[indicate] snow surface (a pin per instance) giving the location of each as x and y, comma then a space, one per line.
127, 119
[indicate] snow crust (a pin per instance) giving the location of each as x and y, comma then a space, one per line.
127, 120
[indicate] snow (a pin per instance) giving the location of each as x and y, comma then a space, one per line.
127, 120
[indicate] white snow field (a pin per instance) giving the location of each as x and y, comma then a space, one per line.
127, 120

---

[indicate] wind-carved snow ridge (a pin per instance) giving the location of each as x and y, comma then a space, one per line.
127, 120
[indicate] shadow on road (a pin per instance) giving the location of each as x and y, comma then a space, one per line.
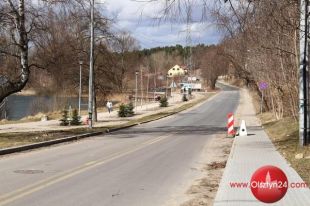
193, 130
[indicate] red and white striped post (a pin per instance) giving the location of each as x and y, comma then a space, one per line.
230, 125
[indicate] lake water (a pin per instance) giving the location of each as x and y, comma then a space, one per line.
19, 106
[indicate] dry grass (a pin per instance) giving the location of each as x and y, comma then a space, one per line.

• [Requirements]:
Write out the data again from the line with "[indicate] shadow on" to the line with "[indicate] dry grass", both included, and nothing else, keeping the requests as they are but multiplying every x and y coordinate in the answers by 1.3 and rounding to whole numbers, with halves rounded up. Leave the pictures out.

• [Reply]:
[indicate] shadow on road (a pin per instance) giving the location of each as x and y, comma then a space, one per line.
251, 169
[indicate] red and white striped post (a pin per instance) giving the location of each as x and y, comma then a space, one per line.
299, 163
[indicate] lake water (a pin per instance) giving the location of each as x and y, comma then a space, one per line.
25, 138
[indicate] dry grass (a pin per instance) giving the location of each as x and y, comma then a space, one per line.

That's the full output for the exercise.